[Natural language region descriptions]
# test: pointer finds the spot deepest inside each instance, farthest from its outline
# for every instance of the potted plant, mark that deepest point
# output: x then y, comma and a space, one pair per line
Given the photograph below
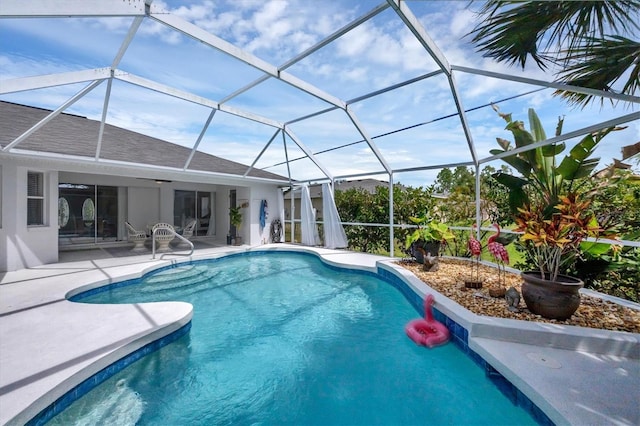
235, 218
553, 213
427, 238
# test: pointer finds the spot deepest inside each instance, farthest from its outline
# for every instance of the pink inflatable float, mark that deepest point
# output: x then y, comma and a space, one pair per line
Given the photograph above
427, 331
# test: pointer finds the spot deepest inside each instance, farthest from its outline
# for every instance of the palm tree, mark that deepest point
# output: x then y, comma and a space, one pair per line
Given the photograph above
587, 40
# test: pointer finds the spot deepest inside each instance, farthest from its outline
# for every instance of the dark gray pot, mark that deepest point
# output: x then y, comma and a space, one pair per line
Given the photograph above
551, 299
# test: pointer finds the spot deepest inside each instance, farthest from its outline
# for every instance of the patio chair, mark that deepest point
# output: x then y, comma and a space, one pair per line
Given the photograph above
163, 234
138, 238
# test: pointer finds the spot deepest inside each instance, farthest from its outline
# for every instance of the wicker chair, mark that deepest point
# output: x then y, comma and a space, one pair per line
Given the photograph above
163, 234
138, 238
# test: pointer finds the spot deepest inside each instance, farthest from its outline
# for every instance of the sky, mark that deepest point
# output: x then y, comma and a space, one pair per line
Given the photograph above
375, 55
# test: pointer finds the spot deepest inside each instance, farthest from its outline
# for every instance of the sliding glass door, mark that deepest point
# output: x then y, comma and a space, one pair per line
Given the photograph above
87, 213
190, 205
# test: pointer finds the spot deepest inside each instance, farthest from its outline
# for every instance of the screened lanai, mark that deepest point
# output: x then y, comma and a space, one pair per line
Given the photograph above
313, 92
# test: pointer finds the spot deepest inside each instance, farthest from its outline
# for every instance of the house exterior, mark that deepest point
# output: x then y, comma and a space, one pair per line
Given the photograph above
62, 184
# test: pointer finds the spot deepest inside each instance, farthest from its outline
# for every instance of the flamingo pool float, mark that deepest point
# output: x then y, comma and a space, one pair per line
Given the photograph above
427, 331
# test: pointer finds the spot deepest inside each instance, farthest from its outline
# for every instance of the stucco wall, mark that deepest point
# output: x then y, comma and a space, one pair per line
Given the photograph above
27, 246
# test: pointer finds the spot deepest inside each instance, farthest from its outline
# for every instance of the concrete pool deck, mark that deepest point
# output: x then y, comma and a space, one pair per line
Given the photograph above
48, 344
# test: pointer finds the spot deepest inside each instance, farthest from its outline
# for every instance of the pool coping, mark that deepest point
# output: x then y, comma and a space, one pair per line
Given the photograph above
485, 338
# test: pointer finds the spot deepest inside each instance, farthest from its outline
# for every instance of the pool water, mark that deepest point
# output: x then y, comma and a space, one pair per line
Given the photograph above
281, 339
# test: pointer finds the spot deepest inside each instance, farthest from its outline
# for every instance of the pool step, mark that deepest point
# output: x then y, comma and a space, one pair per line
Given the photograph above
181, 277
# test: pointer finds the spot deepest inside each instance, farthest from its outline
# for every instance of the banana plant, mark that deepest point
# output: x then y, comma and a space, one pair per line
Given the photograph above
541, 175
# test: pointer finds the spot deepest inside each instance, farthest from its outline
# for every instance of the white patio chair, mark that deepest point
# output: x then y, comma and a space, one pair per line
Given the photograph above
138, 238
163, 234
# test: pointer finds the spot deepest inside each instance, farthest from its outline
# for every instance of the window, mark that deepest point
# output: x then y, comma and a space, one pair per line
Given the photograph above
189, 205
35, 198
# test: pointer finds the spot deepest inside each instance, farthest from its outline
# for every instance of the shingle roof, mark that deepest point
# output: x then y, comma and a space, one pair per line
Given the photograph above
76, 135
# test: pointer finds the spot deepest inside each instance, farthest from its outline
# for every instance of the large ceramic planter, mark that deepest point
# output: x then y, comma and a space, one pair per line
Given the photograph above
551, 299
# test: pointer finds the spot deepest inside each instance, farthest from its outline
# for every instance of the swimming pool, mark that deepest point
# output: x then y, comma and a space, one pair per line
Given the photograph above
279, 338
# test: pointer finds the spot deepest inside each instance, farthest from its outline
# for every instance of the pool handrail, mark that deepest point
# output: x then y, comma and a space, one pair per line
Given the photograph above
153, 243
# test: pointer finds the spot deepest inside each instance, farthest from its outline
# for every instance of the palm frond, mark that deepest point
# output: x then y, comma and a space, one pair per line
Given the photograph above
511, 31
599, 66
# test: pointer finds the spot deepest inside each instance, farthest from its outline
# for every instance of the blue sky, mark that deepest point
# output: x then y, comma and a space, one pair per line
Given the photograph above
379, 53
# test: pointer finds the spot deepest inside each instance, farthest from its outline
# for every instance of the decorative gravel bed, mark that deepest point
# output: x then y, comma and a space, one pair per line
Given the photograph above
451, 275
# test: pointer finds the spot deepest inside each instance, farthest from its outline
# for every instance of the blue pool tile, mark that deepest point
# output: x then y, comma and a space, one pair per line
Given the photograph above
83, 388
459, 337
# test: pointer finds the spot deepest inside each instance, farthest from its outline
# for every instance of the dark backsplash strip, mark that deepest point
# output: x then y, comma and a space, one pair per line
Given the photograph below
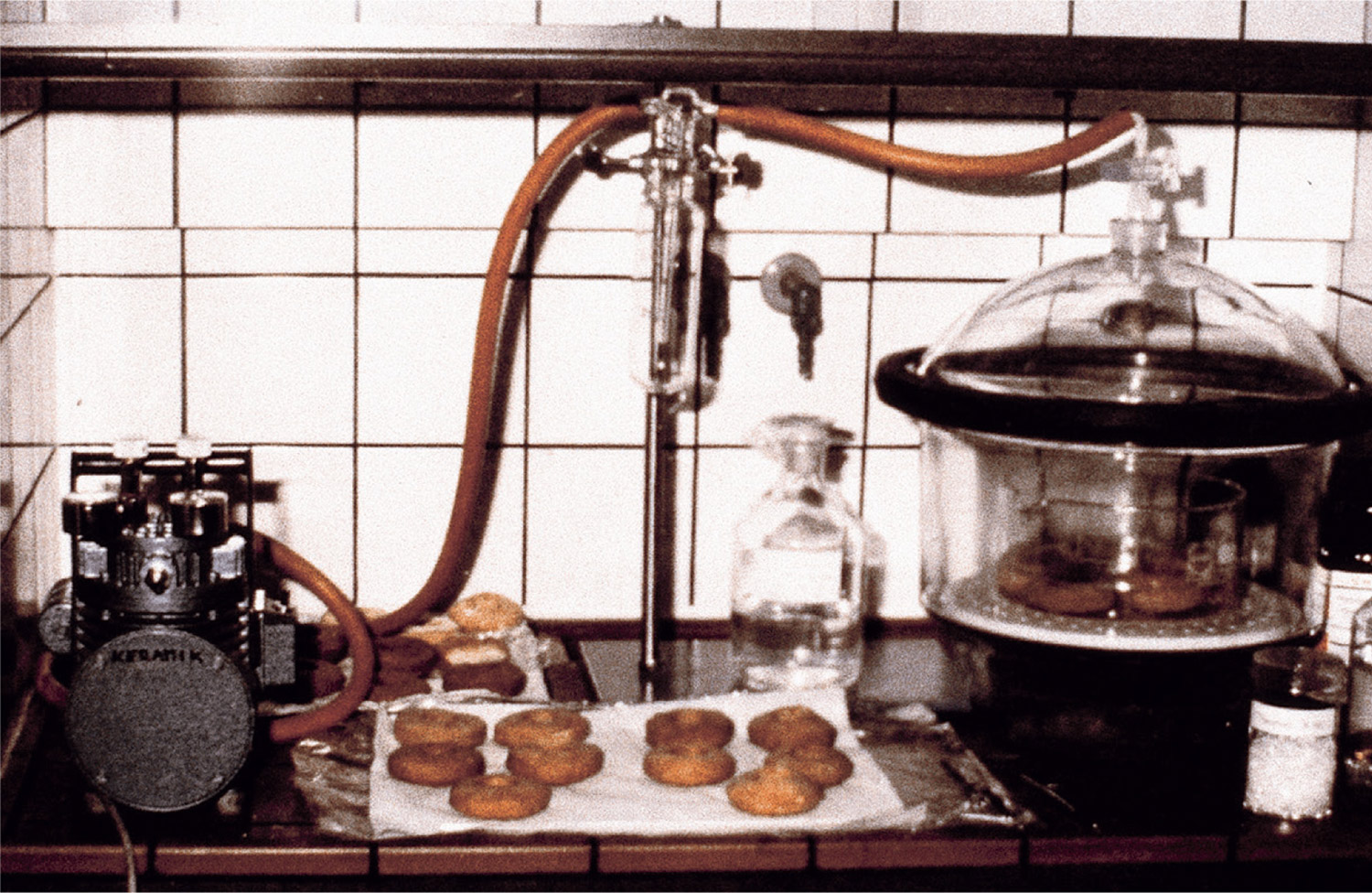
686, 55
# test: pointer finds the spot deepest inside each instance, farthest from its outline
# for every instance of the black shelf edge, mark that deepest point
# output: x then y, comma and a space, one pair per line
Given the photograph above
693, 55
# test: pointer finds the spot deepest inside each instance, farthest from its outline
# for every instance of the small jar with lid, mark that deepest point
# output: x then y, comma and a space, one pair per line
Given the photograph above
1292, 733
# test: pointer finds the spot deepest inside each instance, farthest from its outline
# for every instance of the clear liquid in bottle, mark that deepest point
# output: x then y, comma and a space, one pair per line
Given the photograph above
804, 563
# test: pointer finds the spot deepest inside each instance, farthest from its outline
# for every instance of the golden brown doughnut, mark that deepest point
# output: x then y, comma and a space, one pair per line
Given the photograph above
502, 678
789, 727
391, 687
1160, 593
774, 791
430, 725
486, 613
435, 764
556, 766
820, 764
505, 797
689, 725
1045, 577
688, 764
405, 653
542, 727
460, 651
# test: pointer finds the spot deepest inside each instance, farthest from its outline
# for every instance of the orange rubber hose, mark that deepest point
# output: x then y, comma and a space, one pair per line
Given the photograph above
354, 629
446, 579
817, 134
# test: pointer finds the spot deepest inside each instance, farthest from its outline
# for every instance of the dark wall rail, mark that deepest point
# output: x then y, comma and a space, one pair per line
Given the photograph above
683, 55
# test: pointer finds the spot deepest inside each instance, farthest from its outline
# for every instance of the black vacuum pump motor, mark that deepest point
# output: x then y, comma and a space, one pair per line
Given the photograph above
169, 642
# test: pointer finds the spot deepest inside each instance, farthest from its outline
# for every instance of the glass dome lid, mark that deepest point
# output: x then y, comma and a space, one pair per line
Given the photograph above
1136, 346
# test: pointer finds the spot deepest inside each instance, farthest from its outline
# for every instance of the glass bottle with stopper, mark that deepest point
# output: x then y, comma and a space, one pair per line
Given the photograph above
803, 565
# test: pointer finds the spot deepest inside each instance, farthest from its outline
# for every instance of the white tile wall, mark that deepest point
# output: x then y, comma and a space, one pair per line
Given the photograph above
328, 268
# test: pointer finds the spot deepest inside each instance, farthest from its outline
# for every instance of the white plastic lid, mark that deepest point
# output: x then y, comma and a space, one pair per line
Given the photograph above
1292, 722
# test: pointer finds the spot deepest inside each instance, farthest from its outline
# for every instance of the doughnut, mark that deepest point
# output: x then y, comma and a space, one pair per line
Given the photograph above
391, 687
774, 791
502, 797
820, 764
486, 613
460, 651
1045, 577
405, 653
688, 764
556, 766
543, 727
1160, 593
427, 725
689, 725
789, 727
436, 764
502, 678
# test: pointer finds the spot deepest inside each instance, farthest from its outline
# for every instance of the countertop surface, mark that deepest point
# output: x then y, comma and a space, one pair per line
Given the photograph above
57, 837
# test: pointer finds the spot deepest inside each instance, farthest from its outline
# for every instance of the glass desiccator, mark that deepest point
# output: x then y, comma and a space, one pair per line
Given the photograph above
804, 566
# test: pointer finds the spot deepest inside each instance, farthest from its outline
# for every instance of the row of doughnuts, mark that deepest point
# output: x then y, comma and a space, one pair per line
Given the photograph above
686, 749
545, 748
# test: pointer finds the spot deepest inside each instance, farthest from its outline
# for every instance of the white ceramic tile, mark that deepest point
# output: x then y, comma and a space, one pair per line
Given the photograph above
581, 384
1313, 21
587, 253
892, 509
930, 206
441, 170
841, 16
446, 13
1313, 305
271, 360
1272, 263
595, 202
414, 361
312, 513
584, 533
268, 11
109, 11
1205, 154
258, 252
985, 16
1355, 338
22, 11
455, 252
803, 189
22, 175
759, 372
265, 169
30, 372
955, 257
109, 169
121, 359
1216, 19
16, 294
117, 252
1295, 184
689, 13
1064, 249
906, 316
405, 497
837, 255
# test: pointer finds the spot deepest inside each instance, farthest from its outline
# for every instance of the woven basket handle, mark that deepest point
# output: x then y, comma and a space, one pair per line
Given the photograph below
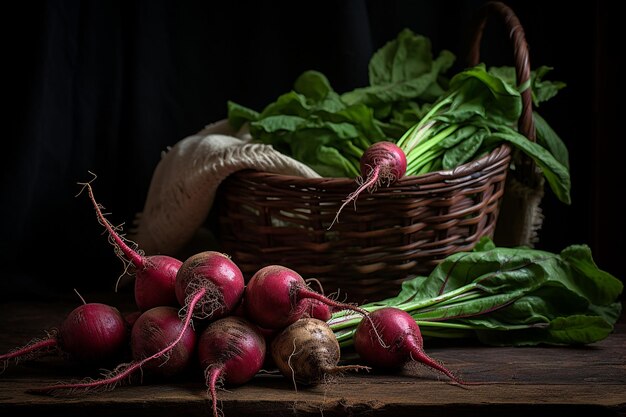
520, 50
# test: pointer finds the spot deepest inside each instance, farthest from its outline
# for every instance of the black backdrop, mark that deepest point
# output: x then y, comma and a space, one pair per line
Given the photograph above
106, 86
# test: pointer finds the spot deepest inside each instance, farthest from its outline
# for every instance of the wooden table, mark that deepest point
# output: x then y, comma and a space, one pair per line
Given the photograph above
528, 382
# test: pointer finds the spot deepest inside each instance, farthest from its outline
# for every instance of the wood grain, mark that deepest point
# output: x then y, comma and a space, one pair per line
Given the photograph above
531, 381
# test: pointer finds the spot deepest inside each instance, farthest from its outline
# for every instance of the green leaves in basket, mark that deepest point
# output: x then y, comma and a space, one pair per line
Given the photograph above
492, 106
313, 125
329, 132
439, 123
508, 296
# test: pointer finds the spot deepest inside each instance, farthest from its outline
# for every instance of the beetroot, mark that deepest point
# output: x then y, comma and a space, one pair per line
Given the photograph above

• _Task statement_: Out of the data above, set down the lines from the one with "# for every instance of the blue pool" to the one with "# for every instance of the dark backsplash", both included, exactly as written and with no additions.

• _Exercise answer_:
# for every instance of the blue pool tile, mark that deepest point
# output: x then y, comma and a space, one pair per line
Given the photograph above
83, 388
459, 337
# test: pointer finds the spot deepest inside each instance, farthest from its outline
# for every instance of the dark backsplash strip, mark that deepest point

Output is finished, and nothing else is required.